* BEGIN SELECTION *
Posted by isabel on Oct 10th 2022
Crepes Suzette
Crêpes Suzette
Thin buttery crêpes in a caramelised orange-butter sauce — with the optional (but highly recommended) flambé.

If you love crêpes, and who doesn't, this classic French dessert will become your showstopper. Thin, lacy crêpes are folded into quarters and bathed in a glossy orange-butter sauce made with caramelised sugar, fresh orange juice, and a splash of Grand Marnier. Then, if you're feeling bold, you tilt the pan and set the whole thing alight.
The flambé is optional. The result is not.
This crêpes Suzette recipe stays true to the French original, simple ingredients, clear technique, and a sauce that tastes far more complex than the effort it takes to make.
What is crêpes Suzette?
Crêpes Suzette is a classic French dessert made from thin crêpes served in a warm Suzette sauce, a caramelised butter and sugar syrup flavoured with orange or mandarin juice, zest, and usually Grand Marnier or Triple Sec.
* END SELECTION *
* BEGIN STORED ROWS *
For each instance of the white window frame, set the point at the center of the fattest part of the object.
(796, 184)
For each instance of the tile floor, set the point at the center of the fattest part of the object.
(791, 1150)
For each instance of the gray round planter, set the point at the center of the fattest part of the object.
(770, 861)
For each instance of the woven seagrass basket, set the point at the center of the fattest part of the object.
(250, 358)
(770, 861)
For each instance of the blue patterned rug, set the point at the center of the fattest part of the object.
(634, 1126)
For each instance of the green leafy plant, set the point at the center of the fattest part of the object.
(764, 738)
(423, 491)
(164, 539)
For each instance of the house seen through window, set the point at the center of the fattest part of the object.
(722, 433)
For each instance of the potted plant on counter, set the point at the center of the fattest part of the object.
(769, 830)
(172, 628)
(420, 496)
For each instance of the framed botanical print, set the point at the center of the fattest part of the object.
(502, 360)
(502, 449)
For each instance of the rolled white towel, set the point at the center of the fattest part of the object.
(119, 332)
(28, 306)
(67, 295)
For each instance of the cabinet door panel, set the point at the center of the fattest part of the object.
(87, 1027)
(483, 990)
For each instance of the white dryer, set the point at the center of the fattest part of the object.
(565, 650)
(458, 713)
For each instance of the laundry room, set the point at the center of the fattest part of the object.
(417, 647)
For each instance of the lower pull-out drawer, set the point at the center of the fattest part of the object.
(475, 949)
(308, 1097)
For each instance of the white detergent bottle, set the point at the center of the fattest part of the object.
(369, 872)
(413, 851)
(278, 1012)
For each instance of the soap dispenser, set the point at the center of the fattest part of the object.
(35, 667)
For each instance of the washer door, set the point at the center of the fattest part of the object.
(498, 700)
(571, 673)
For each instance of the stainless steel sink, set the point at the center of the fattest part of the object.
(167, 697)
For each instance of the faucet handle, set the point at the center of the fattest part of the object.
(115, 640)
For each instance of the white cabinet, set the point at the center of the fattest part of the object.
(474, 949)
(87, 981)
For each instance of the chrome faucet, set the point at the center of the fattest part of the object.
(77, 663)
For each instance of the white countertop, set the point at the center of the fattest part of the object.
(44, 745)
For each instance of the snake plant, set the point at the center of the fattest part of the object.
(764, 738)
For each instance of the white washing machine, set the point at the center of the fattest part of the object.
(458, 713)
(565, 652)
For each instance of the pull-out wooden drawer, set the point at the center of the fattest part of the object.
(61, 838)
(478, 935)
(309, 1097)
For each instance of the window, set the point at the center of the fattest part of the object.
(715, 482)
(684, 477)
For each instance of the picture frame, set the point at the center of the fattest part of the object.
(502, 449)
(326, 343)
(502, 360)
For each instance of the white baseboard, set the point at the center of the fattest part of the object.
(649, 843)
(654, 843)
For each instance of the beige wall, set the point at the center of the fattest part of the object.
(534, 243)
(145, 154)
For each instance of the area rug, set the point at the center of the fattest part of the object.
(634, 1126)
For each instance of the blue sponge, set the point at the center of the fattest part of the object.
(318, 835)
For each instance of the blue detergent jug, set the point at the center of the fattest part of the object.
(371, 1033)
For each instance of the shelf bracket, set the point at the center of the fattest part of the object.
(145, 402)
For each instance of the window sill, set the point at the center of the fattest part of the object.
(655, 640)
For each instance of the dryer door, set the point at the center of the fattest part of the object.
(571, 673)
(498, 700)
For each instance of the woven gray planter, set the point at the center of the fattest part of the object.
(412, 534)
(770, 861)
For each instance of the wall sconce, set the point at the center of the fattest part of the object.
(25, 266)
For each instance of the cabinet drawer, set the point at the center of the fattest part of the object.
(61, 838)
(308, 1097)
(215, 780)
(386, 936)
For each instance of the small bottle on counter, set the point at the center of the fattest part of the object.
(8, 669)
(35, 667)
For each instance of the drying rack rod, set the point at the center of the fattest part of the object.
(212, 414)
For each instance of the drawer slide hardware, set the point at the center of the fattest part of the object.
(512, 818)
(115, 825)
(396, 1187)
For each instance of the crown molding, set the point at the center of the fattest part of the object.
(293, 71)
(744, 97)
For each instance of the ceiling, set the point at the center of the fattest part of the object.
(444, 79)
* END STORED ROWS *
• TASKS TO PERFORM:
- A) According to the crêpes Suzette recipe, which liqueurs usually go into Suzette sauce?
- B) Write out the crêpes Suzette recipe word for word, starting with "This crêpes Suzette" and going on through "is crêpes Suzette?".
- C) In one to three sentences, explain how the crêpes Suzette recipe supports its claim that it stays true to the French original.
None of the items have anything to do with the crêpes Suzette recipe.

• SOLVED PROBLEMS:
- A) Grand Marnier or Triple Sec.

- B)
This crêpes Suzette recipe stays true to the French original, simple ingredients, clear technique, and a sauce that tastes far more complex than the effort it takes to make.
What is crêpes Suzette?

- C) It stays true to the original through simple ingredients and clear technique. It also has a sauce that tastes far more complex than the effort it takes to make.